╭─ VORLIEGENDER TEXT

Neben diesen Klassikern unter den Spickzetteln gibt es eine kleine Gruppe ausgefeilter Exemplare. Offensichtlich erachteten deren Autoren den Spickzettel als besondere technische Herausforderung. Möglicherweise stand in diesen Fällen nicht alleine das Bedürfnis nach einem Hilfsmittel im Vordergrund, sondern auch eine gewisse Lust, sich mit der Lehrkraft zu messen, sie zu testen. Solche Variationen setzten oft einen nicht unerheblichen Vorrat an Erfindungsgeist und technischem Know-How voraus.

Eine einfache Variante ist der Taschentuchspicker: Die Informationen werden in ein Taschentuch, Klopapier oder in eine Serviette gestanzt. Dagegen sind mindestens zwei Stunden Zeitaufwand notwendig, um einen Kugelschreiber mit Sichtfeld zu präparieren. Wer noch ausgefeilter Variationen entwickelt, hat den Zeitaufwand längst aus den Augen verloren. So lassen sich z. B. auf zwei zurechtgesägten Bleistiften, jeweils 3 cm lang und mit starkem Draht verbunden, gut und gerne 40 cm Chemieformeln auf- und abrollen. Die Banderole einer Limonadeflasche ist eine mindestens genauso wirksame Fläche, um Informationen vor dem Lehrerauge zu verbergen. Im Dampfbad wird das Papier abgelöst und anschließend eingescannt. Wenn man Schriftform und Farbe kopiert, lassen sich hier beliebig viele Themen unterbringen. Eine harmlose Getränkeflasche auf dem Tisch des Prüflings verdächtigt niemand.

╰─

AUFGABE 1: Fasse den Text über Spickzettel in zwei Sätzen zusammen.
AUFGABE 2: Übertrage den Satz „Die Banderole einer Limonadeflasche ist eine mindestens genauso wirksame Fläche, um Informationen vor dem Lehrerauge zu verbergen.“ aus dem Text über Spickzettel ins Englische.
AUFGABE 3: Schreibe den Text über ausgefeilte Spickzettel im Anschluss an seinen letzten Satz weiter.
Die nachstehenden Zeilen werden nicht gebraucht.

╭─ GEGEBENE DATEN

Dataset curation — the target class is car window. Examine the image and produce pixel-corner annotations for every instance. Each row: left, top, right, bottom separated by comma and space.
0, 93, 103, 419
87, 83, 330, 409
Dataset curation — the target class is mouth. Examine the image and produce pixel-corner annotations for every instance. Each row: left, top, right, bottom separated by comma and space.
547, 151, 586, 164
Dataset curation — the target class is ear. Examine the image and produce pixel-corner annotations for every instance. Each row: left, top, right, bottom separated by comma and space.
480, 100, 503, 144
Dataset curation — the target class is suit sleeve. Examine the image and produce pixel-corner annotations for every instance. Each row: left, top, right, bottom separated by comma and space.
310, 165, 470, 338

╰─

ENDGÜLTIGE ANTWORT 1: Neben klassischen Spickzetteln gibt es ausgefeilte Varianten, die Erfindungsgeist und technisches Know-how voraussetzen und bei denen womöglich auch die Lust mitspielt, sich mit der Lehrkraft zu messen. Die Beispiele reichen vom Taschentuchspicker über einen präparierten Kugelschreiber mit Sichtfeld und Chemieformeln zum Auf- und Abrollen auf zwei Bleistiften bis zur neu beschrifteten Banderole einer Limonadeflasche, die niemand verdächtigt.

ENDGÜLTIGE ANTWORT 2: The label of a lemonade bottle is an at least equally effective surface for hiding information from the teacher's eye.

ENDGÜLTIGE ANTWORT 3:
Unverdächtig wirkt wohl auch eine Armbanduhr. Wer ahnt schon, dass der Schüler in tagelanger Heimarbeit die Uhr entkernt und mit zwei Drehspulen versehen hatte, an denen sich rund 40 cm Formeln auf- und abspulen lassen. Die gegenwärtig vor allem auf Internetforen präsentierten audiovisuelle Ideen und Geräte, wie z. B. umprogrammierte Handies, Organizer und MP3-Player oder auch UV-Lampen, die als Kugelschreiber getarnt, Geheimschriften sichtbar machen, haben bislang noch nicht den Weg in die Schulgeschichtliche Sammlung gefunden.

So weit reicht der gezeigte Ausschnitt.